• Set exercise
Nothing may be dropped or altered: reproduce all the data.

○ ○ ○

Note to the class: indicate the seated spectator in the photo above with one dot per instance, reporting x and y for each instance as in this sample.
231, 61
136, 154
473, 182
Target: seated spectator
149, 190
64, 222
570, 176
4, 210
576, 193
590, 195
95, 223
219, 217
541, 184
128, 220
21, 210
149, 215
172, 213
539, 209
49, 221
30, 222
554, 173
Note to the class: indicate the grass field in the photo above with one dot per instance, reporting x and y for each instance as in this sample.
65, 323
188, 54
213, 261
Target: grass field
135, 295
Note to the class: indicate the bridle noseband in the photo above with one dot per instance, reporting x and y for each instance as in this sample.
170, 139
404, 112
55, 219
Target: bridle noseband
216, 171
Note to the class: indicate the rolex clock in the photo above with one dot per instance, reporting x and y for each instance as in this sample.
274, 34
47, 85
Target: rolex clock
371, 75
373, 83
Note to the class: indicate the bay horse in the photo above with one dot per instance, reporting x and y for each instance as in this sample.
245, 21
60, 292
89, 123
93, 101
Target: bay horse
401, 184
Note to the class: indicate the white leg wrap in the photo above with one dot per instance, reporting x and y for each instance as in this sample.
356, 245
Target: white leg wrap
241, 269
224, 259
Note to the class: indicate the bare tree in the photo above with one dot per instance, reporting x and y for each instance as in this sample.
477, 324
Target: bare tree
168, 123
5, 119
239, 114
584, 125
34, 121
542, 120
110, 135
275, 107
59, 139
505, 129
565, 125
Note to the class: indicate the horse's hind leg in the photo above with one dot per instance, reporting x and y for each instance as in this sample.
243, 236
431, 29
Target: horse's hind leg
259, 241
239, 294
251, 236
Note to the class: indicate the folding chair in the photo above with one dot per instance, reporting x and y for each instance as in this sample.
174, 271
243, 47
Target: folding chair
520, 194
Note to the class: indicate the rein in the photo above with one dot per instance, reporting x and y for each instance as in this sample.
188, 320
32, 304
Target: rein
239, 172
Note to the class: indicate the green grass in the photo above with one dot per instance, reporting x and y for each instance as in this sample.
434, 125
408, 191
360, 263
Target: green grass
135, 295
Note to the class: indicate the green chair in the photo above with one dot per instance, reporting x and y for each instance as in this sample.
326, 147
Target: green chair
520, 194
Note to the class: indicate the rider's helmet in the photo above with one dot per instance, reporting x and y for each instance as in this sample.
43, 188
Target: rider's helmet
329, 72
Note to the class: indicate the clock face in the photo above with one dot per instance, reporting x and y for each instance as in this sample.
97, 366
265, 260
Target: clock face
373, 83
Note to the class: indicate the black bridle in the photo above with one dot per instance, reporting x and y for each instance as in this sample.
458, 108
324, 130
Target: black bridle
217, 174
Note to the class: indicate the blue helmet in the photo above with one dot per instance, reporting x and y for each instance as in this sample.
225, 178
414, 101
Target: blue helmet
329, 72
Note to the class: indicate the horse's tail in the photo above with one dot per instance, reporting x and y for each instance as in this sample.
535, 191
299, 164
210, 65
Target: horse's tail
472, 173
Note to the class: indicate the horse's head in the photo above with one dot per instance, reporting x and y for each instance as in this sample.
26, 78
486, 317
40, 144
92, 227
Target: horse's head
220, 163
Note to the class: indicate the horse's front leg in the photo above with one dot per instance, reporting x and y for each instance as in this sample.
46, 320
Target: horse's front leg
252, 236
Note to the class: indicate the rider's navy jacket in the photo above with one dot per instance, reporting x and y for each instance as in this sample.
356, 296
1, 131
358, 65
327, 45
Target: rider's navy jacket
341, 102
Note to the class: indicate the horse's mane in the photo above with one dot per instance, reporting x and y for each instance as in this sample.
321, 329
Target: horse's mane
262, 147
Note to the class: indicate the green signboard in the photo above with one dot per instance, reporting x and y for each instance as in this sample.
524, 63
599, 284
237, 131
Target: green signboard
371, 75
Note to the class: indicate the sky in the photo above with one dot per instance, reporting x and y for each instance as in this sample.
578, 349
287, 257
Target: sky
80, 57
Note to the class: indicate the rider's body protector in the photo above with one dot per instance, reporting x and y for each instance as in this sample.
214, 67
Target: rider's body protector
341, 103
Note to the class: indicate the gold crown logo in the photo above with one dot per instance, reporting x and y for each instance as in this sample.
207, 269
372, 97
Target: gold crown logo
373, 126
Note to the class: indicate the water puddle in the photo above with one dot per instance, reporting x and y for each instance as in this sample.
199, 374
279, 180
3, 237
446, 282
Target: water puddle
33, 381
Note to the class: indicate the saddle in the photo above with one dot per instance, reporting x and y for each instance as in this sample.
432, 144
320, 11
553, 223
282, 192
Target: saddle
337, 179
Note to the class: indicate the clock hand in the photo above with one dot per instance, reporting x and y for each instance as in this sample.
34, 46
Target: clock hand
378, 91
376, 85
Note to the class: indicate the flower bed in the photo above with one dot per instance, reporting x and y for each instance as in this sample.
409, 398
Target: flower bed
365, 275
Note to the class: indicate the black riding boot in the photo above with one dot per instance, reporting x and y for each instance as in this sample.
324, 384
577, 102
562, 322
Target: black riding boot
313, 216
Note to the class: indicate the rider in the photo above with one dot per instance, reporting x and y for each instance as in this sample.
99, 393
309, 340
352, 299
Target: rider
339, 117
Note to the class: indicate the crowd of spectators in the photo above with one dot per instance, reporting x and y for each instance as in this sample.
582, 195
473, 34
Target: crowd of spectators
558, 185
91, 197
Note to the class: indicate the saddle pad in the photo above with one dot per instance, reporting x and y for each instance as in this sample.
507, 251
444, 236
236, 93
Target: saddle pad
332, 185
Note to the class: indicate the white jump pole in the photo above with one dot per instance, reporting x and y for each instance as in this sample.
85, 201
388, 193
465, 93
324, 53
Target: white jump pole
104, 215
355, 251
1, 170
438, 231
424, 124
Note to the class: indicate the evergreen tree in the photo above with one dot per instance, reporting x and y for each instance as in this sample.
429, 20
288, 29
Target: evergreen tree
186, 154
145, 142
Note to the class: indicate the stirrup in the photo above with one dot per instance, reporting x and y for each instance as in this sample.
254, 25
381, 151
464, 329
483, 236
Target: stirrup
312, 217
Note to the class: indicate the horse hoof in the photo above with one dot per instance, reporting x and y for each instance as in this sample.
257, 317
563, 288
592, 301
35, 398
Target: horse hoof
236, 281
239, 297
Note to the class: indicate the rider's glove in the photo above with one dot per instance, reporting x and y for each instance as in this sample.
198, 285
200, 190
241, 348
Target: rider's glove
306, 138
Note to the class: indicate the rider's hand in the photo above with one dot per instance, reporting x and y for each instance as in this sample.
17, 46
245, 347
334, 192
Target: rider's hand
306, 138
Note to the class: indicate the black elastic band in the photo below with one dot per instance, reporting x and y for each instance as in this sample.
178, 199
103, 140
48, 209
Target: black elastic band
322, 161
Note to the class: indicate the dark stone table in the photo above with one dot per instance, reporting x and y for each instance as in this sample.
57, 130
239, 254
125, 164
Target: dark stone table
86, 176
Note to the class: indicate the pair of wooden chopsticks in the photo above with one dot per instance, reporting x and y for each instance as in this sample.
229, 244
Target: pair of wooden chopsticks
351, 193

○ ○ ○

• Answer to this problem
Note to the class: indicate the seated spectator in the photo above with one dot per instance, reporting x and y for each instance as in this sample.
231, 61
136, 154
473, 182
Target: seated spectator
149, 190
64, 222
570, 176
4, 210
576, 193
590, 195
95, 223
219, 217
541, 184
128, 220
21, 210
149, 215
172, 213
539, 209
49, 221
30, 222
554, 173
Note to the class: indicate the grass field in the photo above with one dot per instance, reporting x and y for each instance as in this sample.
65, 323
188, 54
213, 261
Target: grass field
135, 295
Note to the class: indicate the bridle noseband in the photo above with one dot per instance, reporting x and y for each instance as in this sample.
170, 139
404, 112
55, 219
Target: bridle noseband
216, 171
Note to the class: indicate the rolex clock in the photo above with one dot per instance, reporting x and y for each instance as in this sample.
274, 34
47, 85
Target: rolex clock
371, 75
373, 83
Note to the class: indicate the bay horse in the photo above with one dot per instance, reporting x and y for each instance as in this sample.
245, 21
60, 292
89, 123
93, 101
Target: bay horse
401, 184
Note to the class: indicate the white leg wrap in the photo above with one dot per instance, reporting x and y for each instance as in this sample.
356, 245
Target: white leg wrap
241, 269
224, 259
Note to the class: indicate the bare tree in the photo above with one dot per instance, reporting x and y for each instance as in this sample.
477, 324
Target: bare tree
168, 123
5, 119
239, 114
584, 125
34, 121
542, 120
110, 135
275, 107
59, 139
505, 129
565, 125
Note to the class: indicate the horse's hind leg in the photo above with one dot per instance, reporting x and y for each instance as in this sample.
243, 236
431, 29
Target: horse's hind leg
259, 241
239, 294
251, 236
Note to the class: indicate the folding chair in the photo above with one dot per instance, reporting x and y for each instance as in this sample.
174, 271
243, 47
Target: folding chair
520, 194
Note to the class: indicate the rein in the photo above with one dot per instance, reporting x and y for each instance as in this sample.
188, 320
32, 304
Target: rein
239, 172
Note to the class: indicate the green grass in the photo above with one dot per instance, reporting x and y for each instance as in this sample.
434, 125
408, 191
360, 263
Target: green grass
135, 295
Note to the class: indicate the green chair in the photo above with one dot per instance, reporting x and y for each instance as in this sample.
326, 147
Target: green chair
520, 194
Note to the class: indicate the rider's helmet in the photo above with one dot per instance, reporting x and y for each instance as in this sample.
43, 188
Target: rider's helmet
329, 72
Note to the class: indicate the clock face in the photo above with one dot per instance, reporting x and y for each instance as in this sample.
97, 366
265, 260
Target: clock face
373, 83
Note to the class: indicate the black bridle in the photo above with one dot per instance, reporting x and y for each instance as in this sample.
458, 108
324, 130
Target: black bridle
217, 174
Note to the class: indicate the blue helmet in the photo above with one dot per instance, reporting x and y for each instance as in this sample.
225, 178
414, 101
Target: blue helmet
329, 72
Note to the class: indicate the horse's tail in the photo above with one dot per instance, reporting x and y for each instance as in this sample.
535, 191
299, 164
210, 65
Target: horse's tail
472, 173
Note to the class: indicate the horse's head in the photo above with one dot per instance, reporting x and y for each instance as in this sample.
26, 78
486, 317
40, 144
92, 227
Target: horse's head
220, 163
Note to the class: indicate the horse's front leg in the photo above with one dot per instance, reporting x and y for each instance as in this sample.
46, 320
Target: horse's front leg
252, 236
Note to the class: indicate the rider's navy jacket in the photo above with one dot per instance, reporting x and y for each instance as in this sample.
356, 296
1, 131
358, 65
327, 45
Target: rider's navy jacket
341, 102
Note to the class: indicate the horse's mane in the photo above with one dot per instance, reporting x and y for each instance as in this sample.
321, 329
Target: horse's mane
262, 147
Note to the class: indicate the green signboard in the photo above with one dot per instance, reporting x and y for each instance as in this sample.
524, 63
599, 284
237, 131
Target: green signboard
371, 75
Note to the class: indicate the sky in the photo above with one dot per instance, reporting x and y for each instance as in this sample.
578, 349
287, 257
Target: sky
80, 57
Note to the class: indicate the rider's body protector in the photo above with one dot per instance, reporting x and y for each instance as in this sample.
214, 67
Target: rider's body protector
341, 103
Note to the class: indicate the gold crown logo in the photo above with one dot per instance, reporting x and y for each instance as in this sample.
207, 269
372, 97
Target: gold crown logo
373, 126
Note to the class: indicate the water puddle in the photo above with one dot per instance, reporting x and y for each instance as in this sample.
199, 374
279, 180
3, 237
446, 282
Target: water puddle
33, 381
Note to the class: indicate the saddle in the photo above with one dot per instance, reporting x and y for each instance as in this sample.
432, 144
320, 11
553, 223
282, 192
Target: saddle
337, 179
Note to the class: indicate the clock hand in the photo above with one dot per instance, reporting x and y for each instance as in this sample.
34, 46
Target: clock hand
378, 91
376, 85
Note to the class: indicate the flower bed in the photo above with one dot per instance, reporting x and y for each instance as in this sample.
409, 398
Target: flower bed
365, 275
Note to the class: indicate the black riding boot in the photo above with one dot per instance, reporting x and y for each instance as in this sample.
324, 384
577, 102
562, 322
Target: black riding boot
313, 216
Note to the class: indicate the rider in the photo above with one dot per instance, reporting x and y for each instance as in this sample.
99, 393
309, 340
352, 299
Target: rider
339, 117
Note to the class: indicate the crowd of spectators in the photo above with one dot per instance, reporting x and y for each instance as in this sample.
582, 195
473, 34
Target: crowd of spectators
558, 185
91, 197
Note to the class: indicate the saddle pad in the photo above with one dot per instance, reporting x and y for each instance as in this sample.
507, 251
444, 236
236, 93
Target: saddle pad
332, 185
Note to the class: indicate the white jump pole in the photo above with one dot per instance, reporting x and y for each instance as in this sample.
85, 201
388, 193
465, 93
324, 53
Target: white jump pole
104, 215
355, 251
1, 170
438, 231
424, 124
Note to the class: indicate the evergreen tree in the photo above with one dot per instance, reporting x and y for each instance as in this sample.
429, 20
288, 29
Target: evergreen tree
186, 154
145, 142
Note to the class: indicate the stirrup in the photo above with one dot per instance, reporting x and y for each instance as in this sample.
254, 25
381, 151
464, 329
483, 236
Target: stirrup
312, 217
Note to the class: indicate the horse hoof in the photo above with one dot per instance, reporting x and y for each instance as in this sample.
257, 317
563, 288
592, 301
35, 398
Target: horse hoof
236, 281
239, 297
Note to the class: indicate the rider's glove in the photo above with one dot per instance, reporting x and y for each instance as in this sample.
198, 285
200, 190
241, 348
Target: rider's glove
306, 138
Note to the class: indicate the rider's hand in the photo above with one dot per instance, reporting x and y for each instance as in this sample.
17, 46
245, 347
334, 192
Target: rider's hand
306, 138
Note to the class: indicate the black elastic band in the photo below with one dot per instance, reporting x and y for each instance as in this sample.
178, 199
103, 140
48, 209
Target: black elastic band
322, 161
Note to the class: indicate the dark stone table in the photo above with one dot per instance, reporting x and y for each instance as in this sample.
57, 130
239, 254
125, 164
Target: dark stone table
86, 176
Note to the class: indicate the pair of wooden chopsticks in the photo above with one dot per instance, reporting x and y for each instance as in this sample.
229, 244
Target: pair of wooden chopsticks
351, 193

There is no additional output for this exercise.